- [Passage for review]
2003/12/19

Humans or the earthly bacteria

An awakener from the US Journal Science. It just published the findings from an orbital observatory called the Wilkinson Microwave Anisotropy Microwave (WMAP) that should shaken human certainties. The WMAP spacecraft sits about 1 million miles (1.5 million kilometers) from Earth and hovers around a point of gravitational stability between the Earth and Sun.
Here is the summary of those findings:

1. Our vision of the cosmos erupted some 13.7 bilion years ago when the big bang launched the dimensions of time, space and matter. Those dimensions are the building blocks whereupon we build our vision. In other words, those dimensions starting from their eruption with the big bang will follow a path of continuity that shape the observation opportunity of our human scientific investigation. Seen from the opposite point of their eruption, that means from our present day position, those dimensions offer us the opportunity to go back in time till their originating point but not an iota further.

2. Based on observations of a million galaxies and further deductions, WMAP helped astronomers determine the composition of our cosmos:

2.1. Hard visible material: 4 %
This is real matter in the form of atoms.
- Total galaxies: 200 billion. This is 1/200,000th of what the probe surveyed!
- Each galaxy contains 200 billion stars.
2.2. Dark matter: 23 %
This should be another substance that outweights all the atoms in the hard visible material but as of today, nobody has the slightest clue about what this stuff could be, thus the name dark matter.
2.3. Dark energy: 73 %
This force seems to expand the universe at an accelerating rate. Again nobody has the slightest clue what this energy could be, thus the name dark energy but what seems sure is that the basic features of inflationary cosmology fit with observational data.

3. Our universe should be expanding at a rate of 71 km per second per megaparsec (3.26 light years).
The accepted speed of light is 186,000 miles (300,000 kilometers) per second giving a light-year as about 6 trillion miles (9.66 trillion km). Our universe's expansion should thus be approximately 1 km per 31 trillion km (1 mil per 19.5 trillion miles).
An image of a faint galaxy referred to as "Sharon," was taken with NASA's Hubble Space Telescope and reported last year as being 12.5 billion light-years away. That distance is equivalent to looking back in time to about 600 million years after the Big Bang. Some astronomers calculated that our expanding universe is in the from of a football. The light we see represents activity that occurred very long ago, thus we deduce that our universal football has a maximum radius in the range of 13 billion light years. So the expansion of our universe would thus be some 283,000 km per second! Whow.
To put this information into perspective, let us remember that OUR galaxy contains about 100 billion stars, most of which are concentrated in a thin disk about 100,000 light-years across and 3,000 light-years thick.

- [Task requirements]
#1 Copy the part of the passage on the WMAP findings between "An image of" and "3,000 light-years thick.", inclusive.
#2 Translate this sentence from the passage on the WMAP findings into Spanish: "This force seems to expand the universe at an accelerating rate."
#3 Name each part of the makeup of the cosmos given in the passage on the WMAP findings, along with its percentage.

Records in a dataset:
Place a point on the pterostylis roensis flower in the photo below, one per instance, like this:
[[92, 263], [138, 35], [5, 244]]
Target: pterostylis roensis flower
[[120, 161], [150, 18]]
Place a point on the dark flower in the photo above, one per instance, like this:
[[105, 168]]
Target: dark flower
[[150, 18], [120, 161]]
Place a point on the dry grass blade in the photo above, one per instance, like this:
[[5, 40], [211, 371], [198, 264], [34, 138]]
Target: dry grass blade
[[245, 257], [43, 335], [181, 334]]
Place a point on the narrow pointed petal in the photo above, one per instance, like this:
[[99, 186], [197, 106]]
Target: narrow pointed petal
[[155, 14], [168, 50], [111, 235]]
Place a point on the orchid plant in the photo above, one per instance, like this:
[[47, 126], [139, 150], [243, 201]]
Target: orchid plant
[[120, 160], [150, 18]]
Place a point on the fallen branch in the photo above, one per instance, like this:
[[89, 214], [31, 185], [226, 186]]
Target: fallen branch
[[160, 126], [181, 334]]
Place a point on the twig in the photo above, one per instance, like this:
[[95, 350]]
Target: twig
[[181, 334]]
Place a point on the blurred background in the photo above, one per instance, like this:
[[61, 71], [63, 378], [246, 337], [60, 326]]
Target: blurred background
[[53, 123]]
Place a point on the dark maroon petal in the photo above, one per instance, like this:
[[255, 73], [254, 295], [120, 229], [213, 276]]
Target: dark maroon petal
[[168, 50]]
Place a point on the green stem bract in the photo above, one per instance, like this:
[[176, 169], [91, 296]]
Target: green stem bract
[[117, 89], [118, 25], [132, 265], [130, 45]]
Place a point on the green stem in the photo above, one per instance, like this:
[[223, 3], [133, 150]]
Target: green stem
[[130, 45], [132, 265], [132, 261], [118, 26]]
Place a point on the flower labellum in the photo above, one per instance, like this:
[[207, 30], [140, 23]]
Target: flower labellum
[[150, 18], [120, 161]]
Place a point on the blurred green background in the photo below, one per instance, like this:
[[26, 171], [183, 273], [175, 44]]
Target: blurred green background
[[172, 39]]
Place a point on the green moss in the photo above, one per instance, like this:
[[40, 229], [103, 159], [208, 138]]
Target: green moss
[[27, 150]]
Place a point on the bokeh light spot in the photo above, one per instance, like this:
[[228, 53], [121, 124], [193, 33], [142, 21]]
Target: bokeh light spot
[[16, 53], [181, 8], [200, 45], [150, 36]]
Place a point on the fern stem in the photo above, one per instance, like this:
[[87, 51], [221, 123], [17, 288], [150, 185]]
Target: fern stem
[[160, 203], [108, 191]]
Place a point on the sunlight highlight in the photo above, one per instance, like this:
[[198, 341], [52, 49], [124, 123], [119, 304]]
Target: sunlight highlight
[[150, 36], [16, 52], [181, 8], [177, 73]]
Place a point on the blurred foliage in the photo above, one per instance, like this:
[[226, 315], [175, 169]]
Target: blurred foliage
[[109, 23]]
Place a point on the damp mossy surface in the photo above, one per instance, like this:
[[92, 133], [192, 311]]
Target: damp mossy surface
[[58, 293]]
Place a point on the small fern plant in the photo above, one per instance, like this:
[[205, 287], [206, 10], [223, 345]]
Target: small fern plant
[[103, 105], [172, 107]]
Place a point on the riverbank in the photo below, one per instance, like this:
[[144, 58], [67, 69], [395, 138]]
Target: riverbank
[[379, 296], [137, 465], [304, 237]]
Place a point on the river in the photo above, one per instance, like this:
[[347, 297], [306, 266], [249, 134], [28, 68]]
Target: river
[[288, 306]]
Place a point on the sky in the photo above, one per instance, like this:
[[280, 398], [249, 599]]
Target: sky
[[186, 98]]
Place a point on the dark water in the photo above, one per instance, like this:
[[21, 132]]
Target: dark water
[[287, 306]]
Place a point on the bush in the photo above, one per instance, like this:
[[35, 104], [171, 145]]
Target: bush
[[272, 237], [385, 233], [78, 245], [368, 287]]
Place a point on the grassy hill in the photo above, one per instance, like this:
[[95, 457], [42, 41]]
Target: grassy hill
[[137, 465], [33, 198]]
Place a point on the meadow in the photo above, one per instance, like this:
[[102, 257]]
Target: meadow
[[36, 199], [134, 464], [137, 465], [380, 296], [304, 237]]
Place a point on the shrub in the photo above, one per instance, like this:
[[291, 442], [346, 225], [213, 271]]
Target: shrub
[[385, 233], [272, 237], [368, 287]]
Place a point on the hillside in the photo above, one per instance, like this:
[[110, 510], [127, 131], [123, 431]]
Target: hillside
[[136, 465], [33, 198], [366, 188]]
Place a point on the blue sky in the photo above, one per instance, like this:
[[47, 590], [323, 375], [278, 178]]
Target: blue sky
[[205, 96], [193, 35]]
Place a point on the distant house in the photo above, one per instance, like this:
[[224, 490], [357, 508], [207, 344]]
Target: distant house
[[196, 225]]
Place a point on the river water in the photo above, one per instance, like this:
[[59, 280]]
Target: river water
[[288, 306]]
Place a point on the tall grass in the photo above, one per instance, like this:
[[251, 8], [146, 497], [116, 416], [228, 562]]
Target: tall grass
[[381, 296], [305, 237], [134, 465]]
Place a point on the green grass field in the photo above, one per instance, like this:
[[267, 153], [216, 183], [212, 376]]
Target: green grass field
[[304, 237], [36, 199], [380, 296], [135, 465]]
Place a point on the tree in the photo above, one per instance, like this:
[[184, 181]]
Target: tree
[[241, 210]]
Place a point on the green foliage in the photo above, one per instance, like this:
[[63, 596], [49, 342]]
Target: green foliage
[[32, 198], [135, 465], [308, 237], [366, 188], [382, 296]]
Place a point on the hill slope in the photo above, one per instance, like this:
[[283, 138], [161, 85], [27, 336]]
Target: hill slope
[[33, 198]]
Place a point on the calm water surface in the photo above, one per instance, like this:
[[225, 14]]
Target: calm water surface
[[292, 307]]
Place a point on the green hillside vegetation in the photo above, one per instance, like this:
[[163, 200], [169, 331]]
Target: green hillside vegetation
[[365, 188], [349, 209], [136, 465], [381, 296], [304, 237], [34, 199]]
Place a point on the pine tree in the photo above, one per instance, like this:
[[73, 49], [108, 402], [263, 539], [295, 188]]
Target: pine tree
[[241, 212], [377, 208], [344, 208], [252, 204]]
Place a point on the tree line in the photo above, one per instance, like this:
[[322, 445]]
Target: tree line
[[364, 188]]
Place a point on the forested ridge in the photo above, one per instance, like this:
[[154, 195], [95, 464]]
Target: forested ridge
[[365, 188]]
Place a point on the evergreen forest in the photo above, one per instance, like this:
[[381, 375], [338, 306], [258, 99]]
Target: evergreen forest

- [Responses by task]
#1
An image of a faint galaxy referred to as "Sharon," was taken with NASA's Hubble Space Telescope and reported last year as being 12.5 billion light-years away. That distance is equivalent to looking back in time to about 600 million years after the Big Bang. Some astronomers calculated that our expanding universe is in the from of a football. The light we see represents activity that occurred very long ago, thus we deduce that our universal football has a maximum radius in the range of 13 billion light years. So the expansion of our universe would thus be some 283,000 km per second! Whow.
To put this information into perspective, let us remember that OUR galaxy contains about 100 billion stars, most of which are concentrated in a thin disk about 100,000 light-years across and 3,000 light-years thick.

#2 Esta fuerza parece expandir el universo a un ritmo acelerado.

#3
Hard visible material: 4%
Dark matter: 23%
Dark energy: 73%